• _Work task_
Scan the entries that follow for the word "green", then report every line in which it appears.
+++ Material provided
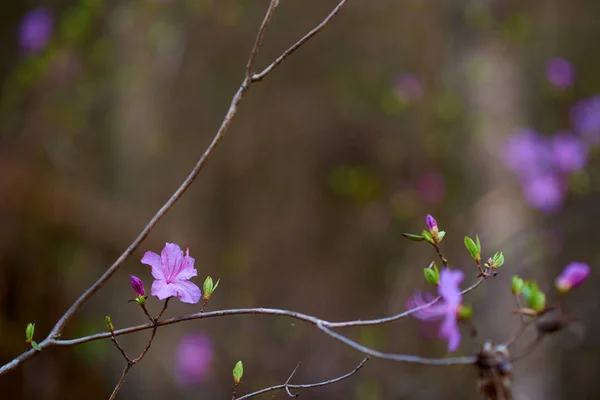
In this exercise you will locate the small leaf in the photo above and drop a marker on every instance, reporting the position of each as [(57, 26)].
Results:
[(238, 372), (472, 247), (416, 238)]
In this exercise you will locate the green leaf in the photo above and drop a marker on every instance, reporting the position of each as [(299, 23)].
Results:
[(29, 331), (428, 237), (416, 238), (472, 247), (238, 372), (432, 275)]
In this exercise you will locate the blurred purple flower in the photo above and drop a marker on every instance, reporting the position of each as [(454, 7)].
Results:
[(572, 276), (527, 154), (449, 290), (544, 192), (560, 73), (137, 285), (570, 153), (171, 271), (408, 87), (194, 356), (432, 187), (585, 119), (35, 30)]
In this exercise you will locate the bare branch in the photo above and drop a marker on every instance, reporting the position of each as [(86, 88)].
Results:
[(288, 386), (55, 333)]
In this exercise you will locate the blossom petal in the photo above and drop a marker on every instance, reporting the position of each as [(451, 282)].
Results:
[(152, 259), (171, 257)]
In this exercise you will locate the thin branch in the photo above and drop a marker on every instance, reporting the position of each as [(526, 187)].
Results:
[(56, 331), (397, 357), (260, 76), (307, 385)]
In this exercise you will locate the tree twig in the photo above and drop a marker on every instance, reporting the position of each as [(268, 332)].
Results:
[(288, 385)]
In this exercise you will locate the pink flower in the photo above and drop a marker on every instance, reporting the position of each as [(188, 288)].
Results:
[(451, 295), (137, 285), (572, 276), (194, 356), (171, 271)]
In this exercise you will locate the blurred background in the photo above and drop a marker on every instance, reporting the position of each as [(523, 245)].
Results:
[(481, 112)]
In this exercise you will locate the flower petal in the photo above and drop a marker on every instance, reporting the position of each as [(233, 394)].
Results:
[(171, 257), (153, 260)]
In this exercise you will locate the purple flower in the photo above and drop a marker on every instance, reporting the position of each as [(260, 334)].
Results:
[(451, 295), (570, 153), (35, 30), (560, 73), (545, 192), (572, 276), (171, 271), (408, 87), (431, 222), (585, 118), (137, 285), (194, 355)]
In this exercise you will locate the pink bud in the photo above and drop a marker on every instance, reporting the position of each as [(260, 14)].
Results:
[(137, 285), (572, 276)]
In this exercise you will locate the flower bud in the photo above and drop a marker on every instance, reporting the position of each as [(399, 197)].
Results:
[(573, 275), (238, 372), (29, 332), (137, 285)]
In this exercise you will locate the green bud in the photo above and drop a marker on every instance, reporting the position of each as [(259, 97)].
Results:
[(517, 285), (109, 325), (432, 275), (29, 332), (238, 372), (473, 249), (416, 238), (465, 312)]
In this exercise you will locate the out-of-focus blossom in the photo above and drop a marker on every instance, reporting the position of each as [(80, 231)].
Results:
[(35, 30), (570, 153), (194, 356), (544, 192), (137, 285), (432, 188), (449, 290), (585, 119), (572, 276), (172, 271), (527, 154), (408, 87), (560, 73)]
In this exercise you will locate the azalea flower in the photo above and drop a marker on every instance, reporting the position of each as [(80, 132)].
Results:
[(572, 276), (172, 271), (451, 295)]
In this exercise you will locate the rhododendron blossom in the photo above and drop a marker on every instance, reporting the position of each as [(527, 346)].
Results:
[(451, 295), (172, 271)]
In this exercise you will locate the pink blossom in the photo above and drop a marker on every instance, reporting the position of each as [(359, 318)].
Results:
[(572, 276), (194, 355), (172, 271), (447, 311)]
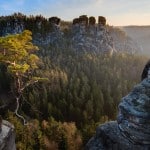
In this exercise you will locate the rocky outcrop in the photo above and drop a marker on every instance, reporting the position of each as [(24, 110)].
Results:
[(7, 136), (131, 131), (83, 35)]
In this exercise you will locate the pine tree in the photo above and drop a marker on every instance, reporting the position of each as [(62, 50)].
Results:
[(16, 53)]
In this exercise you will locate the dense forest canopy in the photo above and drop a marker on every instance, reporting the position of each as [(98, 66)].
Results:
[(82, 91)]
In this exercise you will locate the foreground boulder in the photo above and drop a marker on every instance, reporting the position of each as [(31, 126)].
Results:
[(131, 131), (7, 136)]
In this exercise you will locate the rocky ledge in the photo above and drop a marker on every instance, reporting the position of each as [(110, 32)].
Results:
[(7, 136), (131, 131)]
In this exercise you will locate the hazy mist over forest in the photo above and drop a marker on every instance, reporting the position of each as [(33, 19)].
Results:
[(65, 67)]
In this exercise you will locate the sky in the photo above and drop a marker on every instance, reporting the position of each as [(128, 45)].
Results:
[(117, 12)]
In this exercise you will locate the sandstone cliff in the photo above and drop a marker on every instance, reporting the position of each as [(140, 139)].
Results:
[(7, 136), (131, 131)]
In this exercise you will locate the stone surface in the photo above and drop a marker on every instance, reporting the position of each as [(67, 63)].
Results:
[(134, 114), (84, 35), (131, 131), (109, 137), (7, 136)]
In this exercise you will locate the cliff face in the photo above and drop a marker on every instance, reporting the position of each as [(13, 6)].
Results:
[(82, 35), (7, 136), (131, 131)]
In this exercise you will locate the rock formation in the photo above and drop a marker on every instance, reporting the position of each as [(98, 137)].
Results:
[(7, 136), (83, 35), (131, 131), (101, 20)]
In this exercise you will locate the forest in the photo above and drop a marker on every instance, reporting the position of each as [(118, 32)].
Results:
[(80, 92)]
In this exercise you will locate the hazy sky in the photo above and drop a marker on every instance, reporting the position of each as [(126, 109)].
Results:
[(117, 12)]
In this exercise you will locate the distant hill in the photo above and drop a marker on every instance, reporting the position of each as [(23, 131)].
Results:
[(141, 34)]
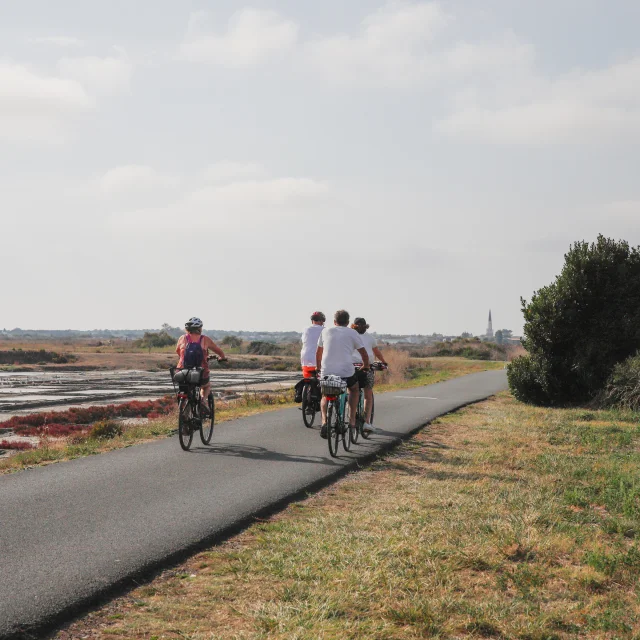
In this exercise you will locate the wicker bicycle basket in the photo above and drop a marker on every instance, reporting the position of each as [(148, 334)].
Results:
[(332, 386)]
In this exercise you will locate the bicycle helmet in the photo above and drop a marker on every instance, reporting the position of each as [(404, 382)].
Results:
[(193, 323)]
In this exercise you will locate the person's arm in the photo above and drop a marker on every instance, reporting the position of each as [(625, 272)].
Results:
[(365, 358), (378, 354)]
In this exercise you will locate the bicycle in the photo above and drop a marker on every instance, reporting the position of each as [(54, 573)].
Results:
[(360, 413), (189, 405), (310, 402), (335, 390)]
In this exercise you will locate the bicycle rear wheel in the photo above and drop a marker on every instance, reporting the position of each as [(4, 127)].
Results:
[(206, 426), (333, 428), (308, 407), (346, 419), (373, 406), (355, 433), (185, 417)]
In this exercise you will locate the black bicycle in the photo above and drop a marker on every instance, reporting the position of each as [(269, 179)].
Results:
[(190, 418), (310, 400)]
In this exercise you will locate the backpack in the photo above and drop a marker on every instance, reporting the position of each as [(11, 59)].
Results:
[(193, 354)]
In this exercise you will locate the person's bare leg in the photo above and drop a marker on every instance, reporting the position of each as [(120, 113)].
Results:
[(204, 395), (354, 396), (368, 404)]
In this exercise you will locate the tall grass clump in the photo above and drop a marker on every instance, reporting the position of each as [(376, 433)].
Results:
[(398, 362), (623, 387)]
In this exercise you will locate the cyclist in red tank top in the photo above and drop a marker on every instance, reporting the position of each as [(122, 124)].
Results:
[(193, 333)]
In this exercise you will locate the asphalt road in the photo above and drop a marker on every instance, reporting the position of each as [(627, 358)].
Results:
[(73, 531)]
++++++
• _Answer to this task_
In this exercise you will locate the green leaf in the photo above and drop a marker on every instance, reporting the position of each as [(299, 23)].
In this exercise you will locate the green bud in the photo above and drop a marker on every instance, reporting the position of each as [(259, 97)].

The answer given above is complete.